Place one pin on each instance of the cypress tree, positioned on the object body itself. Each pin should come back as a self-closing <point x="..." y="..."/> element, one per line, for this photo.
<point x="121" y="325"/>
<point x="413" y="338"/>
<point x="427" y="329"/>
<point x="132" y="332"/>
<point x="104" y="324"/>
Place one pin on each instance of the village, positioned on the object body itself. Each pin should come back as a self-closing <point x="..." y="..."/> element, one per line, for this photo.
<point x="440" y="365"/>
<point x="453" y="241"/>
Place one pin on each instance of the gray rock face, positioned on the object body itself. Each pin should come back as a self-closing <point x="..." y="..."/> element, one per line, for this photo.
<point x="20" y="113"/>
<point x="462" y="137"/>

★ ★ ★ ★ ★

Rescale the lines above by writing them all out again, requests included, with every x and y coordinate in the answers multiplied by 2.6 and rounded to a whole number, halves rounded up.

◆ Result below
Place one pin on each instance of the cypress tree, positioned on the object body itself. Each pin should come back as a self-closing <point x="..." y="..."/> element, one per line, for this photo.
<point x="315" y="845"/>
<point x="1074" y="879"/>
<point x="1110" y="855"/>
<point x="343" y="863"/>
<point x="270" y="842"/>
Place one pin on each instance of the village, positioned on the object body itself. Each pin should come back as a self-closing <point x="..." y="..."/> element, one per line, for this photo.
<point x="1144" y="949"/>
<point x="1178" y="627"/>
Place one pin on each instance of the gray rock face, positioned on the object body itself. Each pin should come back as a self-closing <point x="..." y="..."/> element, one per line, for this photo.
<point x="52" y="294"/>
<point x="1201" y="356"/>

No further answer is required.